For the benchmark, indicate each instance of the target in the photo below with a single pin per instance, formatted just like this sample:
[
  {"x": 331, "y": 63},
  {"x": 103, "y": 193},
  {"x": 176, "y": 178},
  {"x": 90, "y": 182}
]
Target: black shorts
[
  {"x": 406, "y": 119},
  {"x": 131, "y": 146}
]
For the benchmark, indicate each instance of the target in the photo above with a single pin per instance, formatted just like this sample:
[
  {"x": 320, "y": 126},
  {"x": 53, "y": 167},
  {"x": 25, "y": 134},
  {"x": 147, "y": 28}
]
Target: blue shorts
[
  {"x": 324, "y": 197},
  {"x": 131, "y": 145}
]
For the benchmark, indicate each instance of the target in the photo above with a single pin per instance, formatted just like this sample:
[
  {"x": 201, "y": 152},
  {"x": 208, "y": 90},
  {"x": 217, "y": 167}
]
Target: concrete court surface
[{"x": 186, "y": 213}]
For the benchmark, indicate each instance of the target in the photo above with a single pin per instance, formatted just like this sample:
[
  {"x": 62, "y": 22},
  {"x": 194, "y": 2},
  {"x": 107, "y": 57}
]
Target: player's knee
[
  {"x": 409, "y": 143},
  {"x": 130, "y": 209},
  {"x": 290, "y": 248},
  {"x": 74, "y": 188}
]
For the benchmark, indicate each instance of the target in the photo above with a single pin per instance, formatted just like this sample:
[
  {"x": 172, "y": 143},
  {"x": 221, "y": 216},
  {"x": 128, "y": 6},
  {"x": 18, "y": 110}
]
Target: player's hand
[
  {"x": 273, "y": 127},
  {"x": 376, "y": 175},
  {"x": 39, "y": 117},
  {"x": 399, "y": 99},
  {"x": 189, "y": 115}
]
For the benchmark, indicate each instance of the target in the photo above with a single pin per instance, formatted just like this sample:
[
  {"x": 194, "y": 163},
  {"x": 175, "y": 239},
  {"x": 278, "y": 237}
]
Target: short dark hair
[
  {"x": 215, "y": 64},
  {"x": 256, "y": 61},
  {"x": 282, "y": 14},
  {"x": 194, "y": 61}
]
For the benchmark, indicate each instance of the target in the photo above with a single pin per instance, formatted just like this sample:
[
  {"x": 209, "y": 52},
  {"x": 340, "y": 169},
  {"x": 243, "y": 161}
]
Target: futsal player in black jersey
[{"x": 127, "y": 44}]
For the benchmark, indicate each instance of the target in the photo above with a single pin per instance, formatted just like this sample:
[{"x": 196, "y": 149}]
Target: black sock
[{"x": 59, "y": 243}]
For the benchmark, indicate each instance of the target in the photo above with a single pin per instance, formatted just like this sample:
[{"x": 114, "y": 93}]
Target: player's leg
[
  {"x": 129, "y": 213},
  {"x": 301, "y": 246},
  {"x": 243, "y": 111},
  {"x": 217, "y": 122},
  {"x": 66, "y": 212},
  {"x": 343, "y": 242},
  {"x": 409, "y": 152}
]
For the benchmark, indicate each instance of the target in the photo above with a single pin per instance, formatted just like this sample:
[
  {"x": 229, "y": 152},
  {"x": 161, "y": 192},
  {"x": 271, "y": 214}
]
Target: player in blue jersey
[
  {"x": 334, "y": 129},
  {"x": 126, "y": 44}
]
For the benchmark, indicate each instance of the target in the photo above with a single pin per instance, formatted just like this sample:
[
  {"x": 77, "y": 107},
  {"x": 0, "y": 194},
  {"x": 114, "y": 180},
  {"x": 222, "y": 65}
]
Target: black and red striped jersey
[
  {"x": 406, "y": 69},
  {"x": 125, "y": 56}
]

### Your goal
How many lines of the records contain the word "shorts"? Reply with the number only.

### Worked solution
2